▸ Task brief: Pick out the lines below that contain the string "every" and copy them all.
----
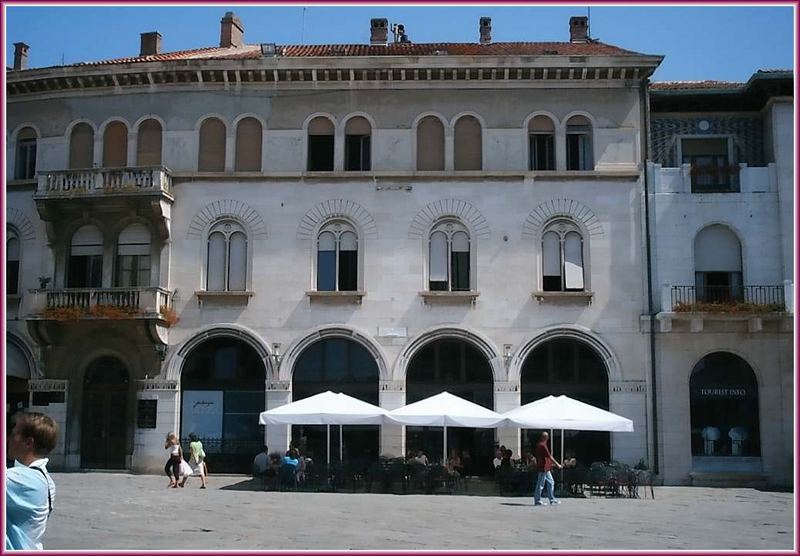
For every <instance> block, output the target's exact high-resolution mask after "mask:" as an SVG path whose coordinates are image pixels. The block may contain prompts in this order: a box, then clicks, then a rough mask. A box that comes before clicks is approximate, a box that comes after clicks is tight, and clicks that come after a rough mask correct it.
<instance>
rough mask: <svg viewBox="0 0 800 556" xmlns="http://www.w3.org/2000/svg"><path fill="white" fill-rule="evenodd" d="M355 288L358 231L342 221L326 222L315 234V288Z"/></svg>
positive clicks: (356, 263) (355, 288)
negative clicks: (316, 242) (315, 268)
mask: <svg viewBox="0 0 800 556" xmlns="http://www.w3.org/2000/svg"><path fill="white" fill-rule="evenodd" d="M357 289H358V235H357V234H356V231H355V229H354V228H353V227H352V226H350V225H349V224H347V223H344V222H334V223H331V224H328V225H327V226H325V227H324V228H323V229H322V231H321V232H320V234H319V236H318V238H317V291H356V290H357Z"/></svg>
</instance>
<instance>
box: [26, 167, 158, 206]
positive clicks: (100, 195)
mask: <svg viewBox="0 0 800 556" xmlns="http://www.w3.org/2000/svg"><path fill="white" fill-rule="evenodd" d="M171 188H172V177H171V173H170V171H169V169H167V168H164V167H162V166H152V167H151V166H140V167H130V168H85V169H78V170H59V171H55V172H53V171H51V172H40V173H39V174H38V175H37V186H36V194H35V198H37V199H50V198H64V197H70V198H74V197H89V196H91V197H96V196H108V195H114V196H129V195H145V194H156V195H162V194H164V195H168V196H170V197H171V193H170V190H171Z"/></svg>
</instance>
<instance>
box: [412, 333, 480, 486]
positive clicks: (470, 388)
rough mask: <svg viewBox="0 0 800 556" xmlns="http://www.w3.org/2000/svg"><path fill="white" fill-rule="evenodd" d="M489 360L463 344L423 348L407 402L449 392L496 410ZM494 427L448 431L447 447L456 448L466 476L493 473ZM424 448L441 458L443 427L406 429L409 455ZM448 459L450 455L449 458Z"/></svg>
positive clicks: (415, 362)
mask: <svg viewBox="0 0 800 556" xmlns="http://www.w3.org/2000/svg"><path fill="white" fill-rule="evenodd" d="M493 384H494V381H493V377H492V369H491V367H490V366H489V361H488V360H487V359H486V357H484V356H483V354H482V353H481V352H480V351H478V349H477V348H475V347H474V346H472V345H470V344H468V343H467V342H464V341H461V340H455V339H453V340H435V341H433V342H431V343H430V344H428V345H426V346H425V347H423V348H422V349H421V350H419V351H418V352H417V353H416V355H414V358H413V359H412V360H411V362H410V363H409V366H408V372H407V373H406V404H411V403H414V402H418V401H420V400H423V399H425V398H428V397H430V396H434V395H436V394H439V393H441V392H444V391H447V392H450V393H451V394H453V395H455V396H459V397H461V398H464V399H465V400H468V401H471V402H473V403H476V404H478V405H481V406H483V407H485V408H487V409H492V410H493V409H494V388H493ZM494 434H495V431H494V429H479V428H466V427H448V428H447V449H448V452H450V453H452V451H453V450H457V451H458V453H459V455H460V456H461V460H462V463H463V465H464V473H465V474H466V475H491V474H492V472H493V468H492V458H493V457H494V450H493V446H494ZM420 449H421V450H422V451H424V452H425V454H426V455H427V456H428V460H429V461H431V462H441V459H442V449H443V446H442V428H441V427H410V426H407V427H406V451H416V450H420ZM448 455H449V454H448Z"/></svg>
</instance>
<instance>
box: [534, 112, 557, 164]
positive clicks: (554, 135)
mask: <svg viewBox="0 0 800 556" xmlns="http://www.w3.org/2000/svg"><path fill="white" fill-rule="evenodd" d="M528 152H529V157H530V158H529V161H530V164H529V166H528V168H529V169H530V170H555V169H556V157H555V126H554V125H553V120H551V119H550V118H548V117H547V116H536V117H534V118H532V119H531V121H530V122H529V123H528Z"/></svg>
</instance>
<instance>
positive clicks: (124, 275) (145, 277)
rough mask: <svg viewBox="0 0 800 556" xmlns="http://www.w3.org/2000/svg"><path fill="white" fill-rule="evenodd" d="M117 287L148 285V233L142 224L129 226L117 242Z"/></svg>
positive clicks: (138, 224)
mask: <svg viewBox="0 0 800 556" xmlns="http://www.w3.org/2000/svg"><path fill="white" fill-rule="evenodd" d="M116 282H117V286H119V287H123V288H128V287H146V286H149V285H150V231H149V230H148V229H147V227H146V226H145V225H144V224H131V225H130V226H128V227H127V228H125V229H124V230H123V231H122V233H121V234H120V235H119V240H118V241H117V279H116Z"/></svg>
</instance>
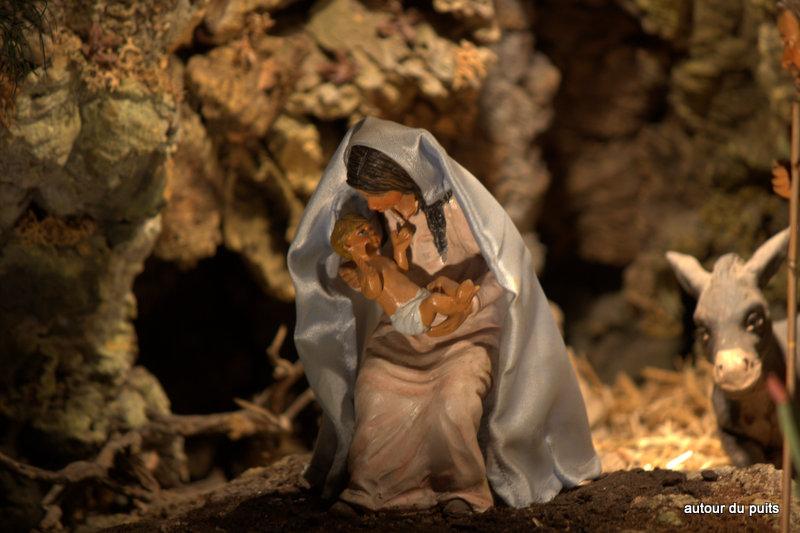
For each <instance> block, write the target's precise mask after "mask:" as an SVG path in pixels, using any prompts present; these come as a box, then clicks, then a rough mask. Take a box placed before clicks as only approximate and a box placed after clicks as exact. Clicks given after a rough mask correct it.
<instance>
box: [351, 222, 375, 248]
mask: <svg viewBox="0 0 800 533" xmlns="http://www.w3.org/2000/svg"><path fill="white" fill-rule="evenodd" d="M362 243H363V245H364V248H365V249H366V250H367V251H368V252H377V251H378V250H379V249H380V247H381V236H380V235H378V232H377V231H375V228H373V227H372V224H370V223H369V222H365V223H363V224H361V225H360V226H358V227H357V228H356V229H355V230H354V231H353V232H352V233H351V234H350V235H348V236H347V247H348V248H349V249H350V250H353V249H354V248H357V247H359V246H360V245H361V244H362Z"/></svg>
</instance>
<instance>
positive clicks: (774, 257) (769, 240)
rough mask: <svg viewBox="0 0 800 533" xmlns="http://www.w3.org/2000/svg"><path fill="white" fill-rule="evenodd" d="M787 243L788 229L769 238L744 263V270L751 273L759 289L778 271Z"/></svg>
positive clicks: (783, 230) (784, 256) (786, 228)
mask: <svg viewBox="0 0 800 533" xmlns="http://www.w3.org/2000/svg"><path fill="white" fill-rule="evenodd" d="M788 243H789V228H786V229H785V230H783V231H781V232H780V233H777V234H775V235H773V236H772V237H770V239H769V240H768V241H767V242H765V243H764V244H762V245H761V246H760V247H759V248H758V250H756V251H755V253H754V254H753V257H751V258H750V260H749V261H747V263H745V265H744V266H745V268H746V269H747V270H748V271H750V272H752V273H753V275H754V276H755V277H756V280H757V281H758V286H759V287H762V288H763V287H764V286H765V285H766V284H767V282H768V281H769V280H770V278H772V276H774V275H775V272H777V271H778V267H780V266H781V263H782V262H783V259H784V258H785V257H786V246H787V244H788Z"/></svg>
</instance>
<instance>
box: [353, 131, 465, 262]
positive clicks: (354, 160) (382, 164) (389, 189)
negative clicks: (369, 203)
----
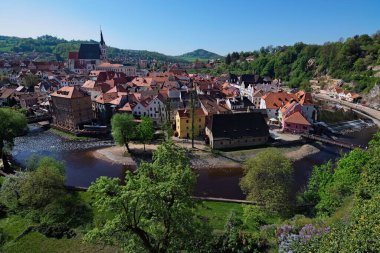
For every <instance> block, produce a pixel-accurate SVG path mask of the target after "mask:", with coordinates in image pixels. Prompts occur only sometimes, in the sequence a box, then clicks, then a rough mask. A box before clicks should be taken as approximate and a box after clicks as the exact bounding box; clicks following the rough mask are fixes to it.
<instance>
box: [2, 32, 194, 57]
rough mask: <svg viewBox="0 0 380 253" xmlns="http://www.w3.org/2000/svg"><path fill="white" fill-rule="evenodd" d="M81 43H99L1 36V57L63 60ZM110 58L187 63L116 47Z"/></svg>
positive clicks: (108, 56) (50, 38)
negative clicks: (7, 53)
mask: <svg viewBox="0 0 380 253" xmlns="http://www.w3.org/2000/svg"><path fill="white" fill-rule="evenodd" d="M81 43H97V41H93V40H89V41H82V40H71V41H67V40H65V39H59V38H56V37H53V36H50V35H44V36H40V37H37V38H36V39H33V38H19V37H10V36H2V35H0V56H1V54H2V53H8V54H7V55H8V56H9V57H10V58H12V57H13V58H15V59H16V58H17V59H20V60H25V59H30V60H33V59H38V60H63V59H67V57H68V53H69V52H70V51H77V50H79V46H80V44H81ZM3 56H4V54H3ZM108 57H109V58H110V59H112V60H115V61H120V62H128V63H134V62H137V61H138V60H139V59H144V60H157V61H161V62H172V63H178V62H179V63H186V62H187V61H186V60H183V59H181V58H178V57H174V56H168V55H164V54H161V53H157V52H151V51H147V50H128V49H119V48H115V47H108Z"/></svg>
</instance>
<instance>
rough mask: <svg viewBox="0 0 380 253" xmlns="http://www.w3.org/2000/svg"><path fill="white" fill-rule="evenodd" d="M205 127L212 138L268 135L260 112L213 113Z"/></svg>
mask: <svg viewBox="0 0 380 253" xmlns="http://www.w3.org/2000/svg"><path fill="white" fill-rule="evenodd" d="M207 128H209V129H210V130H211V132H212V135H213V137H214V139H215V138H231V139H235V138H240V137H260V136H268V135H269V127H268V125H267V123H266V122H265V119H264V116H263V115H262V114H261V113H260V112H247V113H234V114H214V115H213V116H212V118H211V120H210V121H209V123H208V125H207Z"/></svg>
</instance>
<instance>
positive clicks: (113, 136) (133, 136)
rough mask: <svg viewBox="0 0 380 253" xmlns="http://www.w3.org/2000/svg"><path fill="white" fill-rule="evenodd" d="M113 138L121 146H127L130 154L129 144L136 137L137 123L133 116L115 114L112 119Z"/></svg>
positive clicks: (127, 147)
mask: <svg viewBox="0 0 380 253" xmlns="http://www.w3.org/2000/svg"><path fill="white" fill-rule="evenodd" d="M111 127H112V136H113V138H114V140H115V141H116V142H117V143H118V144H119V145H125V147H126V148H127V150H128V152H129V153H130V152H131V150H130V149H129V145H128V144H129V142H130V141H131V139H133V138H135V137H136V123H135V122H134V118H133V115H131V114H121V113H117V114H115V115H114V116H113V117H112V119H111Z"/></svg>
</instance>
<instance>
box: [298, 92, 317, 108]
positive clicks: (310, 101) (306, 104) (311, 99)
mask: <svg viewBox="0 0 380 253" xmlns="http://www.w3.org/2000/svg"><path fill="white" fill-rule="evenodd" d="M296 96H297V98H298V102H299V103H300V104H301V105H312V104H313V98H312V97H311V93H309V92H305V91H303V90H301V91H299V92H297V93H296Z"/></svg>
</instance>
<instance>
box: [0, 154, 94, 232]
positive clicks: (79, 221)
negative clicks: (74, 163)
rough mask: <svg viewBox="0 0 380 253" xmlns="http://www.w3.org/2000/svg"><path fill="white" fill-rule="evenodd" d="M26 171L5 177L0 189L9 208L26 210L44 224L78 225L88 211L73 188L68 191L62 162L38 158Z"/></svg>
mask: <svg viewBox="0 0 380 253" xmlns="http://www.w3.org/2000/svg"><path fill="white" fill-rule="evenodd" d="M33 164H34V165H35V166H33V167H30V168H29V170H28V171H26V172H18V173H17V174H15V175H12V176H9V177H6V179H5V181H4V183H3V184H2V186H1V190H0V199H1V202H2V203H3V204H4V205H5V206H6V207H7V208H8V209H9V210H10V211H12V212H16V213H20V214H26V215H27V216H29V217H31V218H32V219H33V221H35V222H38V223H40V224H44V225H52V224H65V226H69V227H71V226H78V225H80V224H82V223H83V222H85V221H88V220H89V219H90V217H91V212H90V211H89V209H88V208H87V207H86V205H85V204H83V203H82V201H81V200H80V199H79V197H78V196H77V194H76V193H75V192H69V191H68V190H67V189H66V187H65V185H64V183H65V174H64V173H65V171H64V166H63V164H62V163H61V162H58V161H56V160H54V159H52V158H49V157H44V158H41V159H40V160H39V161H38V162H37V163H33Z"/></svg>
----
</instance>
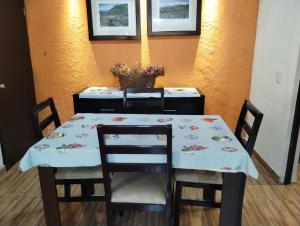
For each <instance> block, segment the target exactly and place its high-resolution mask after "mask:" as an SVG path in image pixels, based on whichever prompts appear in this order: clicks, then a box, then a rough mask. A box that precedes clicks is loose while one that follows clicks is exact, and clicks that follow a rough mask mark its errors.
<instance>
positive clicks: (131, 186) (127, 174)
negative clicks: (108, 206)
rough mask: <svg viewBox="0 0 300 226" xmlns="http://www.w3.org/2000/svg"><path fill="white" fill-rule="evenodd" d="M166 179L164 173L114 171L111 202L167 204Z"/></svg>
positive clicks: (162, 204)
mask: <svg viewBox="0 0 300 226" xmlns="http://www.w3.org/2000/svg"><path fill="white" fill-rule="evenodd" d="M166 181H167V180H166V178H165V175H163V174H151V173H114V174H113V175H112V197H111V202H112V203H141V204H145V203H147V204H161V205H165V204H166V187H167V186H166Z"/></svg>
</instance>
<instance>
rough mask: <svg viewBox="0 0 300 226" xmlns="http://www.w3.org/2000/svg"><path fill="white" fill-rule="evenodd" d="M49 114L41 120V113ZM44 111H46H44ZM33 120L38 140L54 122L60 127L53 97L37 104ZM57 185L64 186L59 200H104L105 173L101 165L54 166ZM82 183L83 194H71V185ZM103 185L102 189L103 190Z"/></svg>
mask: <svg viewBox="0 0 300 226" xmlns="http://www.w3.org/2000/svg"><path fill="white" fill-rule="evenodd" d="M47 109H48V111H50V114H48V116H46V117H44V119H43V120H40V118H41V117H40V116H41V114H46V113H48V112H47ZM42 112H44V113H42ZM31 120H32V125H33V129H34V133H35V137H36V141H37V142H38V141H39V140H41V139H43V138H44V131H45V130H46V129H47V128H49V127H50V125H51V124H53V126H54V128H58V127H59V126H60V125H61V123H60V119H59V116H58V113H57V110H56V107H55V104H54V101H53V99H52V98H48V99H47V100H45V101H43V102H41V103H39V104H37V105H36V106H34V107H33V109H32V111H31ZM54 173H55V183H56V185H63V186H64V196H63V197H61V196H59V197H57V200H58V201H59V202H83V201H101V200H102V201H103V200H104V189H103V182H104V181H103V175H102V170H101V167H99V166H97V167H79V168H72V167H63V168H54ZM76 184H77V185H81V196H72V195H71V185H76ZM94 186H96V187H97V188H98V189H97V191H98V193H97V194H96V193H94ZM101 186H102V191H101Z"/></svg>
----
▸ Answer for the task:
For every <instance> block, output the target's exact high-resolution mask after "mask:" as an SVG path whose coordinates are image pixels. The block may contain prompts in this order: a box, then clicks, then a rough mask. A box that comes before clicks is approximate, a box that comes after clicks is tight, and clicks that come after a rough mask correct it.
For every <instance> block, produce a pixel-accurate SVG path mask of the target after "mask:", with coordinates in image pixels. Prompts occur only sometimes, in the sequence a box, then clicks, then a rough mask. A box before clicks should be taken as approximate and a box after clicks as the exact bounding box; clicks following the rough mask are fixes to it.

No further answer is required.